*Extracted records*:
————

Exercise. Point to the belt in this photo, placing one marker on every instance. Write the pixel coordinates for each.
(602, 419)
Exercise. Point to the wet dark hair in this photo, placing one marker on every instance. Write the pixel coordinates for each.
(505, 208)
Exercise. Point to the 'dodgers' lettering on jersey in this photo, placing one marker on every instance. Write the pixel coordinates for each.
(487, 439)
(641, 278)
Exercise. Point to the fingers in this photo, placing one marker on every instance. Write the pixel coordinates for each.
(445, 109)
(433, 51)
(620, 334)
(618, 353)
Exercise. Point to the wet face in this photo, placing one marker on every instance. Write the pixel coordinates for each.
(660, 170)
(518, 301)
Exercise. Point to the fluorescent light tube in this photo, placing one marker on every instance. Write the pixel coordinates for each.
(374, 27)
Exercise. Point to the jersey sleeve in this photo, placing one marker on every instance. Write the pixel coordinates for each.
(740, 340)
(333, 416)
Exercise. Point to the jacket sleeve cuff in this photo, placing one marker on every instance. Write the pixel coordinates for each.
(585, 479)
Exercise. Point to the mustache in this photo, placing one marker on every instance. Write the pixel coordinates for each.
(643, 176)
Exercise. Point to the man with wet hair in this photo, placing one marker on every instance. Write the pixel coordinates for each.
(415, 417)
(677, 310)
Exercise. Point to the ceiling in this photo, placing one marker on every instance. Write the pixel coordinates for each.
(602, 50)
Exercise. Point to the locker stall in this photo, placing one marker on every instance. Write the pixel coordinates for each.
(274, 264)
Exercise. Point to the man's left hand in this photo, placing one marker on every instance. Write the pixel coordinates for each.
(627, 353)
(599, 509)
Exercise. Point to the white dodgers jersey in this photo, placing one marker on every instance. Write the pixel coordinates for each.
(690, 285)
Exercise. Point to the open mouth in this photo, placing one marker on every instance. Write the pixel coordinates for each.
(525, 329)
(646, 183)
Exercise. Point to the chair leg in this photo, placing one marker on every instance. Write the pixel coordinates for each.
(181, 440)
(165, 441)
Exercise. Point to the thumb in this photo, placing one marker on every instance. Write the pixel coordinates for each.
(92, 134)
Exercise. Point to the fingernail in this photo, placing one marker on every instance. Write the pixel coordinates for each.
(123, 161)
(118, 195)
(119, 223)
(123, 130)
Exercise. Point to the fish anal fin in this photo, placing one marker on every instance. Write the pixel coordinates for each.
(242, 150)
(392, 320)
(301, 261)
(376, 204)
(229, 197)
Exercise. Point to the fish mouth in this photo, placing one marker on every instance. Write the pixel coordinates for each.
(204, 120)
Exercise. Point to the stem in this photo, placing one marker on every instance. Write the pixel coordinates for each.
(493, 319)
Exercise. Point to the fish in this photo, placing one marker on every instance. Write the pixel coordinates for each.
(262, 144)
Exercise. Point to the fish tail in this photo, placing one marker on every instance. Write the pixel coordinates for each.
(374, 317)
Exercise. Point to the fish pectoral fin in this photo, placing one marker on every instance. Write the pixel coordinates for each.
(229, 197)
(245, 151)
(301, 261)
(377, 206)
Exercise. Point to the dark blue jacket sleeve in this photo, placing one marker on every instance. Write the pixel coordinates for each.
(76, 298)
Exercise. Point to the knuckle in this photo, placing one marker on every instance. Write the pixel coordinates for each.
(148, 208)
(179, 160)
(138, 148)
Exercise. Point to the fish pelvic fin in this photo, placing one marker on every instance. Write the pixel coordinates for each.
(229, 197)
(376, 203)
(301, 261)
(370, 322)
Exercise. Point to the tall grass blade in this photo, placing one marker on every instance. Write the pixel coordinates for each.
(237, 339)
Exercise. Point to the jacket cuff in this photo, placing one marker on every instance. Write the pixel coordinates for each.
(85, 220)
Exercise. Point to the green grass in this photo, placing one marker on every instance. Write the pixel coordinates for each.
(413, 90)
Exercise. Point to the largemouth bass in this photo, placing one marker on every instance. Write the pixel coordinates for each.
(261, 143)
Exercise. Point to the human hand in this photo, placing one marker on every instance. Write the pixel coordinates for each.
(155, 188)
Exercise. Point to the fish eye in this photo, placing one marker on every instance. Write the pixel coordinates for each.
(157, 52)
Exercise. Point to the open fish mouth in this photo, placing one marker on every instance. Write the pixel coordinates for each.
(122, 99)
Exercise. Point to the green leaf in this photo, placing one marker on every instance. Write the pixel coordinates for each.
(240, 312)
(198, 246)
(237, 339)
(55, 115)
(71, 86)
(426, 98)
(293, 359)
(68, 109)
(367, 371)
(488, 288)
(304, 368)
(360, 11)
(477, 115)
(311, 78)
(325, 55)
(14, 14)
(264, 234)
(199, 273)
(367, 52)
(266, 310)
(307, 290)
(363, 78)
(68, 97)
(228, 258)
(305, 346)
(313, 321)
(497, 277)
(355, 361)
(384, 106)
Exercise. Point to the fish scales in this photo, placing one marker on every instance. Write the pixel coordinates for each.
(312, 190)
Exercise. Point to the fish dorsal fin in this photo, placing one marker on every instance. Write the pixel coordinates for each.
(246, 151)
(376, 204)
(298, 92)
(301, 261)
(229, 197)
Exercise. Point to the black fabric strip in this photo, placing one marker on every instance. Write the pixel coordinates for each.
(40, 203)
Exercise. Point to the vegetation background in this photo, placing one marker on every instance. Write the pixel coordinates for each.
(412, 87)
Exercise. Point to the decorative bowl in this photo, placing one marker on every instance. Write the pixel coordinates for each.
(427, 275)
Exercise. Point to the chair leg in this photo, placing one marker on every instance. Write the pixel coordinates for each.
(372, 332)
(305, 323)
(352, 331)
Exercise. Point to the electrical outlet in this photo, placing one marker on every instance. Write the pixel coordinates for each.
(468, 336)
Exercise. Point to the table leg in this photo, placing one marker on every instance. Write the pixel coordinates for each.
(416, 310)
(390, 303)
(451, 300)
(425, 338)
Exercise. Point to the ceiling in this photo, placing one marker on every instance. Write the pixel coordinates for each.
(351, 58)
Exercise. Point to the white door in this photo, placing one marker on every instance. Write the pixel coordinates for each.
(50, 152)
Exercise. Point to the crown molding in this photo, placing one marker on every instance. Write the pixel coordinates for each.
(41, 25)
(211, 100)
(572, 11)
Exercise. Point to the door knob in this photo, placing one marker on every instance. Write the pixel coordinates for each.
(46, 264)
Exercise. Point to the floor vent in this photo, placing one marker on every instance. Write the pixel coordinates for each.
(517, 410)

————

*Assigned task*:
The response should consist of the entries above, retyped exactly.

*Solution to the problem*:
Exercise. Point to the belt in this photo, placing one marker on every instance. Write the pixel coordinates for each.
(602, 419)
Exercise. Point to the wet dark hair in this photo, placing one marker on every instance. Write the pixel coordinates for each.
(505, 208)
Exercise. Point to the 'dodgers' lettering on jersey in this photo, placing one marker on every instance. Write the pixel coordinates for each.
(487, 439)
(641, 278)
Exercise. Point to the fingers in this photo, placing one marker on every instance. Write the pixel coordinates for each.
(445, 109)
(433, 51)
(620, 334)
(618, 353)
Exercise. Point to the wet face in this photo, placing one marker on every instance. Write the pixel coordinates for each.
(660, 170)
(518, 301)
Exercise. Point to the fluorescent light tube in this photo, placing one marker on every instance. Write the pixel coordinates for each.
(374, 27)
Exercise. Point to the jersey sleeve in this photo, placing one marker on every instance. Write the pixel coordinates for each.
(740, 340)
(333, 416)
Exercise. Point to the jacket sleeve cuff in this photo, placing one marker on every instance. Write the pixel coordinates for each.
(585, 479)
Exercise. Point to the mustache in this photo, placing one marker on every instance. Write the pixel coordinates for each.
(643, 176)
Exercise. Point to the man with wet hair in this photo, placing one marker on every instance. Write the pixel coordinates for each.
(415, 417)
(677, 310)
Exercise. Point to the ceiling in this photo, placing one marker on every instance. Write the pixel coordinates for each.
(602, 50)
Exercise. Point to the locker stall in this photo, placing one marker on every instance. Write the pixel coordinates for each.
(274, 264)
Exercise. Point to the man's left hand in this photo, placing one marker on every instance. Write the pixel coordinates for each.
(627, 353)
(599, 509)
Exercise. Point to the white dodgers jersey in this photo, placing one marker on every instance. Write the pixel coordinates for each.
(690, 285)
Exercise. Point to the open mouth in this photo, placing one marker on every instance. Write the pixel coordinates for each.
(525, 329)
(646, 183)
Exercise. Point to the chair leg in this photo, placing one marker on every instance. Write the pixel coordinates for each.
(181, 440)
(165, 441)
Exercise. Point to the thumb in this photo, placing one marker on every instance. Write the pixel coordinates for each.
(92, 134)
Exercise. Point to the fingernail in this photo, placing one marker on every instance. Write the pixel coordinates for each.
(123, 161)
(118, 195)
(119, 223)
(123, 130)
Exercise. Point to the fish anal fin in this photo, placing one marker on every instance. Write the pixel coordinates for each.
(242, 150)
(392, 320)
(301, 261)
(376, 204)
(229, 197)
Exercise. Point to the fish mouth in this photo, placing one marker on every instance. Write the pixel coordinates for each.
(204, 120)
Exercise. Point to the stem in this photo, placing one marker on every instance. Write the pixel coordinates for each.
(493, 319)
Exercise. Point to the fish in this photo, placing one marker on every instance. Write the pixel coordinates for each.
(262, 144)
Exercise. Point to the fish tail in this photo, placing one marker on every instance. Write the pixel coordinates for each.
(374, 317)
Exercise. Point to the fish pectoral fin in this photo, placing one marker on every instance. Write the pixel coordinates for each.
(229, 197)
(245, 151)
(301, 261)
(377, 206)
Exercise. Point to the dark blue jacket sleeve in this photo, placing one marker on every instance. Write the pixel coordinates for each.
(76, 298)
Exercise. Point to the knuckle in this photo, placing one marker on every instance. Write the pixel coordinates for each.
(148, 208)
(179, 160)
(138, 148)
Exercise. Point to the fish pelvic fin in this photo, placing one marker on every instance. Write the pixel coordinates for each.
(229, 197)
(376, 203)
(301, 261)
(370, 322)
Exercise. Point to the tall grass blade in this photo, placing one marker on every instance. Write the pixel coordinates for each.
(237, 339)
Exercise. Point to the jacket cuff in this photo, placing one marker on every instance. Write the pixel coordinates for each.
(85, 220)
Exercise. Point to the green grass in this photo, placing one marker on every instance. Write the pixel coordinates for each.
(413, 90)
Exercise. Point to the largemouth bass in this photo, placing one marker on every instance. Write the pixel coordinates for each.
(261, 143)
Exercise. Point to the human hand in this photo, placing one marker on every instance. Write the pixel coordinates for each.
(155, 188)
Exercise. Point to the fish eye in this photo, placing one marker on every instance. Write the pixel coordinates for each.
(157, 52)
Exercise. Point to the open fish mouth in this photo, placing one marker on every instance. Write the pixel coordinates for each.
(122, 99)
Exercise. Point to the green leaf in this photo, placing one marker on every instance. Write the pixel coordinates for each.
(240, 312)
(198, 246)
(237, 339)
(55, 115)
(71, 86)
(426, 98)
(293, 359)
(68, 109)
(367, 371)
(488, 288)
(304, 368)
(360, 11)
(477, 115)
(311, 78)
(325, 55)
(14, 14)
(264, 234)
(199, 273)
(367, 52)
(266, 310)
(307, 290)
(363, 78)
(68, 97)
(228, 258)
(305, 346)
(313, 321)
(497, 277)
(355, 361)
(384, 106)
Exercise. Point to the fish scales in this photo, placing one marker on every instance. Write the pixel coordinates for each.
(312, 190)
Exercise. Point to the fish dorsal fin in this photo, placing one marker on every instance. Write the pixel coordinates for each.
(246, 151)
(376, 204)
(298, 92)
(301, 261)
(229, 197)
Exercise. Point to the black fabric strip in this photo, placing one marker on every instance. Write the pixel coordinates for each.
(40, 203)
Exercise. Point to the vegetation background in this photo, placing one marker on every instance. Write the pixel coordinates for each.
(412, 87)
Exercise. Point to the decorative bowl in this photo, placing one marker on every instance. Write the pixel coordinates for each.
(427, 275)
Exercise. Point to the chair leg in this photo, placing one marker on every instance. Write the pixel coordinates for each.
(372, 332)
(305, 323)
(352, 331)
Exercise. Point to the electrical outlet in this photo, placing one marker on every instance. Write the pixel coordinates for each.
(468, 336)
Exercise. Point to the table leg in this photo, placing one marker on every instance. Write the pixel coordinates for each.
(416, 310)
(390, 303)
(451, 300)
(425, 338)
Exercise. Point to the ceiling in this photo, placing one marker on every instance. Write the pixel coordinates for each.
(351, 58)
Exercise. Point to the white door in this photo, placing one marker on every instance. Write the pixel coordinates for each.
(50, 152)
Exercise. Point to the crown molding in this photo, placing one marker on every instance. Write the pixel coordinates for each.
(41, 25)
(211, 100)
(572, 11)
Exercise. Point to the door knob in this photo, placing one marker on every instance. Write the pixel coordinates for each.
(46, 264)
Exercise. Point to the floor vent in this photo, placing one marker on every instance. Write the pixel coordinates for each.
(517, 410)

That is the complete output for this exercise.